[Location annotation dataset excerpts]
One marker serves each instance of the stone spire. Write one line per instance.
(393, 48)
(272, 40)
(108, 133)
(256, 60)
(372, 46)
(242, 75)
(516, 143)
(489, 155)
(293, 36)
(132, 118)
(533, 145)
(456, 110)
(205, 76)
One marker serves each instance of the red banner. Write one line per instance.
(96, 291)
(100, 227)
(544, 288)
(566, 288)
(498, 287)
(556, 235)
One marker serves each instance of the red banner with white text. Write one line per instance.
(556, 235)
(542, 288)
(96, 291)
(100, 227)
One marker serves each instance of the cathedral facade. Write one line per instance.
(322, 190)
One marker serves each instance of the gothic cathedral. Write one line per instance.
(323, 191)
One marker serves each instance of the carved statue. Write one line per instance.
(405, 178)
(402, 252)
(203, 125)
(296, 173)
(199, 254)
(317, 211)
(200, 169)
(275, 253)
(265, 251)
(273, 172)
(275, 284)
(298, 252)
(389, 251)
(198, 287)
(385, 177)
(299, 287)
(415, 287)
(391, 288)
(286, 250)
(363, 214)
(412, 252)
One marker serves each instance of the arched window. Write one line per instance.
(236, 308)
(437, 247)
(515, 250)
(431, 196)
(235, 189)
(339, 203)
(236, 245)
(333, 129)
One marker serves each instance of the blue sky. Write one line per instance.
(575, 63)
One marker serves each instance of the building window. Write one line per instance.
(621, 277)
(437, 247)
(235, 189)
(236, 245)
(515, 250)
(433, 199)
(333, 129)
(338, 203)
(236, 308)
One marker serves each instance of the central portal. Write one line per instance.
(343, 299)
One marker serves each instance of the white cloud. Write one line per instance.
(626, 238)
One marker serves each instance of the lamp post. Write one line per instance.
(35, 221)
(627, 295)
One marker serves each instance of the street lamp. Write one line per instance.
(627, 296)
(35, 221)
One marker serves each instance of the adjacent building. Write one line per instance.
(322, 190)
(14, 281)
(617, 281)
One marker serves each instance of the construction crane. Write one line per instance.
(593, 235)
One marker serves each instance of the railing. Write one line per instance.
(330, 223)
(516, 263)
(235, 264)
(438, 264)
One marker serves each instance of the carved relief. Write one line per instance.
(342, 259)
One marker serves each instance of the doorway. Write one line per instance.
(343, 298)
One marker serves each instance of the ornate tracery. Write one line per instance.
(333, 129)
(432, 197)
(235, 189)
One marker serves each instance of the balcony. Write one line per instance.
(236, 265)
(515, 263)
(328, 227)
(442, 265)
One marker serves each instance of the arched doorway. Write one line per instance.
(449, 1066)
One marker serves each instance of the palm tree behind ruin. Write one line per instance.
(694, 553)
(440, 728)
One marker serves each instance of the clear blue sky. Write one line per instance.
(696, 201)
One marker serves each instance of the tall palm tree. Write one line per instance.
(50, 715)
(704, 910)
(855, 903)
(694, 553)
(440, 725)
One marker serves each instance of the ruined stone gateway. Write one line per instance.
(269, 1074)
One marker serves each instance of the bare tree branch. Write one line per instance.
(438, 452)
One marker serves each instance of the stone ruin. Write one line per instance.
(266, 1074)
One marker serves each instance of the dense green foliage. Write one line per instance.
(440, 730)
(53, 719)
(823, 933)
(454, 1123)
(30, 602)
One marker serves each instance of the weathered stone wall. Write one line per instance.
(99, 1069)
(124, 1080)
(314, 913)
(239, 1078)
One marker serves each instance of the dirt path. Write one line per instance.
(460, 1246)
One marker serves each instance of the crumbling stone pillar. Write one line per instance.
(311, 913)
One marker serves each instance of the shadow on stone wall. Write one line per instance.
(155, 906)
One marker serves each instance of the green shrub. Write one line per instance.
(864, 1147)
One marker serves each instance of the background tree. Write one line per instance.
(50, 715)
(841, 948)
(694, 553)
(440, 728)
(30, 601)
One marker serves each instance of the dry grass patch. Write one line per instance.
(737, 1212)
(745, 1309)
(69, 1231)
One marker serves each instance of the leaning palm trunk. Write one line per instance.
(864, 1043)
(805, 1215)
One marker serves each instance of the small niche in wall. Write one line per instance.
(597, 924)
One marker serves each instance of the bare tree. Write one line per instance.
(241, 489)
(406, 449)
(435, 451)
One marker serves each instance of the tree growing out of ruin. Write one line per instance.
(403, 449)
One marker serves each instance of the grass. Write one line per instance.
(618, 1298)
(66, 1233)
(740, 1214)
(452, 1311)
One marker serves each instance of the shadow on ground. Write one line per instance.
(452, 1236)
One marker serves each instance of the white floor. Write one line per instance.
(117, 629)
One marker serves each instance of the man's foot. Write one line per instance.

• [WHAT TO DO]
Return the entries in full, keeping every line exactly as it is.

• [EXERCISE ANSWER]
One marker serves each instance of the stone spire. Write one line per instance.
(393, 48)
(272, 40)
(108, 133)
(256, 60)
(372, 46)
(242, 75)
(516, 143)
(489, 155)
(293, 36)
(132, 118)
(533, 145)
(456, 110)
(205, 76)
One marker serves each instance of the red banner. Write one line per instance.
(96, 291)
(100, 227)
(544, 288)
(566, 288)
(498, 287)
(556, 235)
One marker serves each instance of the red banner with white text. Write one line per instance.
(556, 235)
(542, 288)
(96, 291)
(100, 227)
One marker serves each instance of the cathedral facade. Write one line per instance.
(322, 190)
One marker serves each instance of the gothic cathedral. Write one line per instance.
(323, 191)
One marker serves each instance of the carved statue. Write one line per instance.
(405, 178)
(402, 252)
(203, 125)
(296, 173)
(199, 254)
(317, 211)
(200, 169)
(275, 253)
(265, 251)
(273, 172)
(275, 284)
(298, 252)
(389, 251)
(198, 287)
(385, 177)
(299, 287)
(415, 287)
(391, 288)
(286, 250)
(363, 214)
(412, 252)
One marker serves each instance of the arched window. Write one line per instance.
(236, 308)
(437, 247)
(515, 250)
(431, 196)
(235, 189)
(339, 203)
(236, 245)
(333, 129)
One marker serves each instance of the blue sky. Write one line per instance.
(575, 63)
One marker serves each instance of the building window. Write one line per instance.
(621, 277)
(437, 247)
(235, 189)
(236, 245)
(515, 250)
(433, 199)
(333, 129)
(338, 203)
(236, 308)
One marker serves each instance of the central portal. Write one line per instance.
(343, 299)
One marker serves each instance of the white cloud. Write one line per instance.
(626, 238)
One marker serves each instance of the lamp post. Write one line per instance.
(35, 221)
(627, 295)
One marker serves each instance of the street lamp. Write one line per instance.
(627, 296)
(35, 221)
One marker serves each instance of the adjacent building. Write one line per instance.
(322, 190)
(14, 281)
(617, 281)
One marker serves each instance of the construction crane. Write one line per instance.
(593, 235)
One marker serves each instance of the railing. Write one line per instance.
(330, 223)
(516, 263)
(235, 264)
(438, 264)
One marker serves each instance of the carved relief. Write one line per instance.
(342, 259)
One marker serves each instance of the doorway. Write one line per instance.
(343, 298)
One marker serves each instance of the ornate tracery. Write one line per instance.
(333, 129)
(432, 197)
(235, 189)
One marker serves each instance of the balcony. Write one line per instance.
(236, 265)
(515, 263)
(328, 227)
(442, 265)
One marker serves each instance of the arched doorway. Write one line per instance.
(449, 1066)
One marker serves each instance of the palm tree behind ruin. Write one line per instance.
(694, 553)
(440, 728)
One marker serves each instance of the clear blue sky. Write one line per instance.
(696, 201)
One marker serves each instance of the tall palm tree. Write one line per instance.
(50, 715)
(704, 910)
(855, 903)
(694, 553)
(440, 725)
One marker serves each instance of the ruined stone gateway. Write one line per instance.
(269, 1074)
One marker serves each instance of the bare tree branch. Write one line per instance.
(438, 452)
One marker serves each instance of the stone ruin. Write one line per instance.
(266, 1074)
One marker serves each instance of the dense green foliage. Write one line per instance.
(440, 730)
(53, 719)
(823, 933)
(454, 1123)
(30, 602)
One marker serves each instance of the weathered stone wall. Write one line per instance.
(99, 1069)
(124, 1080)
(314, 913)
(239, 1078)
One marker serves each instance of the dirt path. Write one line per instance.
(460, 1246)
One marker serves each instance of the crumbling stone pillar. Write one line per instance.
(311, 913)
One marker serves each instance of the shadow on stone wall. Write one line per instance.
(155, 906)
One marker serves each instance of the green shrub. Write one line per instance.
(864, 1147)
One marker serves each instance of the background tree. Write one line per instance.
(50, 715)
(841, 948)
(694, 553)
(440, 728)
(30, 601)
One marker serves each instance of the dry grass patch. Write one line per instance.
(737, 1212)
(745, 1309)
(69, 1231)
One marker serves each instance of the leaning palm trunk. Write one line per instance.
(864, 1043)
(805, 1215)
One marker serves each instance of the small niche in wall. Write one line per instance.
(597, 924)
One marker serves each instance of the bare tree. Write one line per instance.
(241, 489)
(406, 449)
(435, 451)
One marker serves each instance of the tree growing out of ruin. Write one line per instance.
(403, 449)
One marker serves each instance of the grass. Write one line per instance.
(618, 1298)
(66, 1233)
(740, 1214)
(452, 1311)
One marker serves each instance of the shadow on ground. Write one line per instance.
(452, 1236)
One marker serves each instance of the white floor. Write one line per instance.
(117, 629)
One marker serves each instance of the man's foot. Write one line per instance.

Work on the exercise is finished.